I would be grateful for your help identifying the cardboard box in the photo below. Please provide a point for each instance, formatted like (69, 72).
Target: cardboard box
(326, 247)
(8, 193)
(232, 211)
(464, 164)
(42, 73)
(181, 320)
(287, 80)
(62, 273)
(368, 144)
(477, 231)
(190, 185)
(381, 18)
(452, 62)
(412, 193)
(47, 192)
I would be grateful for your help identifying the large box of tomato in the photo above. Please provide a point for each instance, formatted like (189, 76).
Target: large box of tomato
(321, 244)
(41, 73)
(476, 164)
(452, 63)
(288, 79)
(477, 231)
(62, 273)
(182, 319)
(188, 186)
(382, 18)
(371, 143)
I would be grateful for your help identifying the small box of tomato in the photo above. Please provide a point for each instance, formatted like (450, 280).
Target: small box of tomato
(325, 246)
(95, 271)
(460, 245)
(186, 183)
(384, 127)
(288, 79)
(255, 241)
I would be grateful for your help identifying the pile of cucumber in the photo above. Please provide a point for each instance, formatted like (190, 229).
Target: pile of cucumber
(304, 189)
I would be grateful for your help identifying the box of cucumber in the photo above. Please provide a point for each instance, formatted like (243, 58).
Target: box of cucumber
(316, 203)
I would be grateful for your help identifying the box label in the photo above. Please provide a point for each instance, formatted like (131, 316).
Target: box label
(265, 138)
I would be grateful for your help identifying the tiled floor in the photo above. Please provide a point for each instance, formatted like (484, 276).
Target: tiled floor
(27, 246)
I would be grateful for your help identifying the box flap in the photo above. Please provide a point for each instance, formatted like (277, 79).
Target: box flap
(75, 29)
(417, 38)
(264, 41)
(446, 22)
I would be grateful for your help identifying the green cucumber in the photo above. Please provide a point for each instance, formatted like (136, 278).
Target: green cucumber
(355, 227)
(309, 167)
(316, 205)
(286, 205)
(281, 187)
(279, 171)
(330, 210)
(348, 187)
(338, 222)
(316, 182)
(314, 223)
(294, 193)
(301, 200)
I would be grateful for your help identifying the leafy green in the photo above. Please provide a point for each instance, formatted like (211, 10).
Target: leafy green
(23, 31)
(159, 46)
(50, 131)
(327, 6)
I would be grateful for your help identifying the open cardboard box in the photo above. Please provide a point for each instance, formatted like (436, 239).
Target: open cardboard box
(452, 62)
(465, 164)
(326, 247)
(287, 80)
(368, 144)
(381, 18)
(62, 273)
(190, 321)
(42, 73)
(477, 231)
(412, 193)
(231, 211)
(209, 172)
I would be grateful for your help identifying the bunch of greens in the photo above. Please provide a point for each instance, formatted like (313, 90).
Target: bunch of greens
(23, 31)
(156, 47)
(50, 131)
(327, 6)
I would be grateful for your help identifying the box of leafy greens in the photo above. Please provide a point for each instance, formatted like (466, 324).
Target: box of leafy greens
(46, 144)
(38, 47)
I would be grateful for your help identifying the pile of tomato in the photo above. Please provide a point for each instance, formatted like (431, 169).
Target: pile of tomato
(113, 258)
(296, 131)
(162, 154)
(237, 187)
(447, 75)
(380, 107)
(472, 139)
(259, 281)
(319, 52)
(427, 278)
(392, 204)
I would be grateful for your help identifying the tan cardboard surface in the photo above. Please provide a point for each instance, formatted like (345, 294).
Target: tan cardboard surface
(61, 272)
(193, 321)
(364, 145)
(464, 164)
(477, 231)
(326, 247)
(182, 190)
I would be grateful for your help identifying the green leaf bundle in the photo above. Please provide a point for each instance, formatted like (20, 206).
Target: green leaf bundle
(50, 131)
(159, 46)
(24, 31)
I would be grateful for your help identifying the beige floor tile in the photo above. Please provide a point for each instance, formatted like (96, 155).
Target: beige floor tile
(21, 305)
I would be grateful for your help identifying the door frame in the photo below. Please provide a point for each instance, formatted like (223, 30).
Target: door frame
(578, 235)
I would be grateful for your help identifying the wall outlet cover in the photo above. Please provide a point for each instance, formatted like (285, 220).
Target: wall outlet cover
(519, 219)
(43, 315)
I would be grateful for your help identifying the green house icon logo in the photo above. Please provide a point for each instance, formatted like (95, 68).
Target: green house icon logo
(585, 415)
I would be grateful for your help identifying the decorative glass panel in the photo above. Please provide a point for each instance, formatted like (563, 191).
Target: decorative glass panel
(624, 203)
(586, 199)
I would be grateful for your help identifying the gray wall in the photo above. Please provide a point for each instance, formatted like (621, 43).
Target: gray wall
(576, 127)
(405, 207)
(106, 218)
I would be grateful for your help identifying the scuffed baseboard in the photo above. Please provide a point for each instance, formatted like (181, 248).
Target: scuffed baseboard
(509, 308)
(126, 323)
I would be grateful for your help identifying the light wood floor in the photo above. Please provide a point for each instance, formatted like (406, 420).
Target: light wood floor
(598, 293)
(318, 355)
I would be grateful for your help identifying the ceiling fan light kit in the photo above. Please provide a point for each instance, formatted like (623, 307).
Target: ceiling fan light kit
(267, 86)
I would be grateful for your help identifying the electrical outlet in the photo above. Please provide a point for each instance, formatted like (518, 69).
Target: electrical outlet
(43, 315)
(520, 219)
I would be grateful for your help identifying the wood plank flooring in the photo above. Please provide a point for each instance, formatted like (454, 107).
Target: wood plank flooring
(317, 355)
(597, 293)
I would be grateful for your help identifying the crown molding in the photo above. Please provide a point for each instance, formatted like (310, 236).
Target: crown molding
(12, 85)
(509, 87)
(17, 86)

※ ※ ※

--- The problem ---
Repeat word for word every line from the start of the entries to the line holding "I would be grateful for your help identifying the green cucumber", inclusive, and nothing else.

--- Solution to this task ---
I would be grateful for your help identifying the cardboard box in the photo below. Please provide a point for each instance, formatted like (69, 72).
Target: cardboard box
(326, 247)
(8, 193)
(232, 211)
(464, 164)
(42, 73)
(181, 320)
(287, 80)
(62, 273)
(368, 144)
(477, 231)
(190, 185)
(381, 18)
(452, 62)
(412, 193)
(47, 192)
I would be grateful for your help identifying the large box of tomato in the photo above. Please provide a point for each instance, formatted like (189, 76).
Target: large box of tomato
(321, 244)
(41, 73)
(476, 164)
(452, 63)
(288, 79)
(477, 231)
(62, 273)
(182, 319)
(188, 186)
(382, 18)
(371, 143)
I would be grateful for your help identifying the small box of tomato in the photo above. Please provide a point for each instance, formatted like (450, 280).
Target: small box of tomato
(325, 246)
(95, 271)
(460, 245)
(186, 183)
(384, 127)
(288, 79)
(255, 241)
I would be grateful for your help identifying the pile of cucumber in the photo above. Please provide a point for each instance, formatted like (190, 229).
Target: pile of cucumber
(304, 189)
I would be grateful for your help identifying the box of cucumber in the photo above. Please provide a point for each instance, formatted like (243, 58).
Target: box of cucumber
(316, 203)
I would be grateful for your help identifying the box label in the photo above. Please provide a point for each instance, formatted like (131, 316).
Target: box label
(265, 138)
I would be grateful for your help identifying the tiled floor in the photo above. Please provide a point for each instance, formatted like (484, 276).
Target: tiled floor
(27, 246)
I would be grateful for your help identifying the box flap in the photo above. Please provide a point for each instance, formatted like (277, 79).
Target: box flap
(75, 29)
(417, 38)
(264, 41)
(446, 22)
I would be grateful for your help identifying the green cucumber in the photo above. Please provide a point for each instance, formatted like (136, 278).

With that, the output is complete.